Exercise goal — Reproduce the material below verbatim, keeping every line in its original order and form.

********************

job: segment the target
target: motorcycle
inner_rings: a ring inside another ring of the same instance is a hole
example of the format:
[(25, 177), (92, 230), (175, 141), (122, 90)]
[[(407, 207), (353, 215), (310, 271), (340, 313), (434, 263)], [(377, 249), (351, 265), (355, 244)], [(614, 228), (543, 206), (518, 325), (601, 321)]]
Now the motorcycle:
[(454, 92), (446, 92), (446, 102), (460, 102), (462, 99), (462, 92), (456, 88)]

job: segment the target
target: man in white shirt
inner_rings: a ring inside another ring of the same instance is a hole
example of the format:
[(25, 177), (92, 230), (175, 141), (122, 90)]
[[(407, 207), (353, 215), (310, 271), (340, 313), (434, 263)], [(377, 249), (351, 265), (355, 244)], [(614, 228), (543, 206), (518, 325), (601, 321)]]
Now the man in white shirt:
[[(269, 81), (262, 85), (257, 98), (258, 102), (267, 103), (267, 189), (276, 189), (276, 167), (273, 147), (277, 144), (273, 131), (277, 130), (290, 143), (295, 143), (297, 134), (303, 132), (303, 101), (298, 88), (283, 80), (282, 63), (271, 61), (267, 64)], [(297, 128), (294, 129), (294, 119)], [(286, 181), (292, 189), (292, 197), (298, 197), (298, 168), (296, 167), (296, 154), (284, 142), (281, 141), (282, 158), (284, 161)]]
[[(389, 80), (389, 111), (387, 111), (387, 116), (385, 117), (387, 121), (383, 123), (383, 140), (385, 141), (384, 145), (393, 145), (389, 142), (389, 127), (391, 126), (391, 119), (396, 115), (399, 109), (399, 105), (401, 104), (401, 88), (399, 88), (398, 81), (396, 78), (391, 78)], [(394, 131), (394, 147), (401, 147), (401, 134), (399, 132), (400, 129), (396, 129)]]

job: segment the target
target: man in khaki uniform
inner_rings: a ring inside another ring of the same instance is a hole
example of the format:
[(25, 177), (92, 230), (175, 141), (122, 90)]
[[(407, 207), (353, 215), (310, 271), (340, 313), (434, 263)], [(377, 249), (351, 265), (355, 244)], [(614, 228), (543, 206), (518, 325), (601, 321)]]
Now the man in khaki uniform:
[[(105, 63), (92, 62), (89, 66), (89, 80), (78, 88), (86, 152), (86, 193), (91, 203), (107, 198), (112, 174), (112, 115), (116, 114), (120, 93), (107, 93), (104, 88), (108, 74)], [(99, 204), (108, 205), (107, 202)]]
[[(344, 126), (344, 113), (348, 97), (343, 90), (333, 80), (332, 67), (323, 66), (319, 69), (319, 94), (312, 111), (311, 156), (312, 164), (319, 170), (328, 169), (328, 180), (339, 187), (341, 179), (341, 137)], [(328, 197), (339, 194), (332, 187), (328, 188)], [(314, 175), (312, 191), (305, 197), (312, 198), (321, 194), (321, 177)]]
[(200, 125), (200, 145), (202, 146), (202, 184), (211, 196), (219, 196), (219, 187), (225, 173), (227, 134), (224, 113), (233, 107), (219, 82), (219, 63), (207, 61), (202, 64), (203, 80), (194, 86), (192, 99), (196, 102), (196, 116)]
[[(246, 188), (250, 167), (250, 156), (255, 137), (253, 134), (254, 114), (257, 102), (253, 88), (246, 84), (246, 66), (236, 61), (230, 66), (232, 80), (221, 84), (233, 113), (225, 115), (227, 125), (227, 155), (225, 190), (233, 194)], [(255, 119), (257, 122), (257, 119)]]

********************

Full solution —
job: segment the target
target: motorcycle
inner_rings: a ring inside another ring of the same instance is a hole
example of the format:
[(25, 177), (92, 230), (175, 141), (122, 90)]
[[(407, 207), (353, 215), (310, 271), (340, 313), (434, 263)], [(377, 249), (351, 265), (355, 244)], [(614, 228), (543, 206), (518, 325), (601, 321)]]
Now the motorcycle:
[(454, 92), (446, 92), (446, 102), (460, 102), (462, 99), (462, 92), (456, 88)]

job: segment the target
target: man in white shirt
inner_rings: a ring inside another ring of the same instance is a hole
example of the format:
[(25, 177), (92, 230), (175, 141), (122, 90)]
[[(407, 207), (353, 215), (310, 271), (340, 313), (434, 263)], [(377, 249), (351, 265), (355, 244)], [(614, 228), (543, 206), (518, 325), (601, 321)]]
Now the man in white shirt:
[[(269, 81), (262, 85), (257, 98), (258, 102), (267, 103), (267, 189), (276, 189), (276, 167), (273, 147), (277, 144), (273, 131), (277, 130), (290, 143), (295, 143), (297, 134), (303, 132), (303, 101), (298, 88), (283, 80), (282, 63), (271, 61), (267, 64)], [(297, 128), (294, 129), (294, 119)], [(286, 181), (292, 189), (292, 197), (298, 197), (298, 168), (296, 167), (296, 154), (284, 142), (281, 141), (282, 158), (284, 161)]]
[[(389, 80), (389, 111), (387, 111), (387, 116), (385, 117), (387, 121), (383, 123), (383, 140), (385, 141), (384, 145), (393, 145), (389, 142), (389, 127), (391, 126), (391, 119), (396, 115), (399, 109), (399, 105), (401, 104), (401, 88), (399, 88), (398, 81), (396, 78), (391, 78)], [(394, 131), (394, 147), (401, 147), (401, 134), (399, 132), (400, 129), (396, 129)]]

job: segment the target
target: man in khaki uniform
inner_rings: a ring inside another ring of the same instance is a hole
example of the format:
[(25, 177), (92, 230), (175, 141), (122, 90)]
[[(407, 207), (353, 215), (310, 271), (340, 313), (434, 263)], [(377, 249), (351, 265), (355, 244)], [(614, 228), (543, 206), (518, 325), (601, 321)]]
Now the man in khaki uniform:
[[(105, 63), (92, 62), (89, 66), (89, 80), (78, 88), (86, 152), (86, 193), (91, 203), (107, 198), (112, 174), (112, 115), (116, 114), (120, 93), (107, 93), (104, 88), (108, 74)], [(99, 204), (108, 205), (107, 202)]]
[[(344, 126), (344, 113), (348, 97), (343, 90), (333, 80), (332, 67), (323, 66), (319, 69), (319, 94), (312, 111), (311, 156), (312, 164), (319, 170), (328, 169), (328, 180), (339, 187), (341, 179), (341, 137)], [(328, 197), (339, 194), (332, 187), (328, 188)], [(314, 175), (312, 191), (305, 197), (312, 198), (321, 194), (321, 177)]]
[(200, 125), (200, 145), (202, 146), (202, 184), (211, 196), (219, 196), (219, 187), (225, 173), (227, 134), (224, 113), (233, 107), (219, 82), (219, 63), (207, 61), (202, 64), (203, 80), (194, 86), (192, 99), (196, 102), (196, 116)]
[[(246, 188), (250, 167), (250, 156), (255, 137), (253, 134), (254, 114), (257, 102), (253, 88), (246, 84), (246, 66), (236, 61), (230, 66), (232, 80), (221, 84), (233, 113), (225, 115), (227, 125), (227, 155), (225, 190), (233, 194)], [(255, 119), (257, 122), (257, 119)]]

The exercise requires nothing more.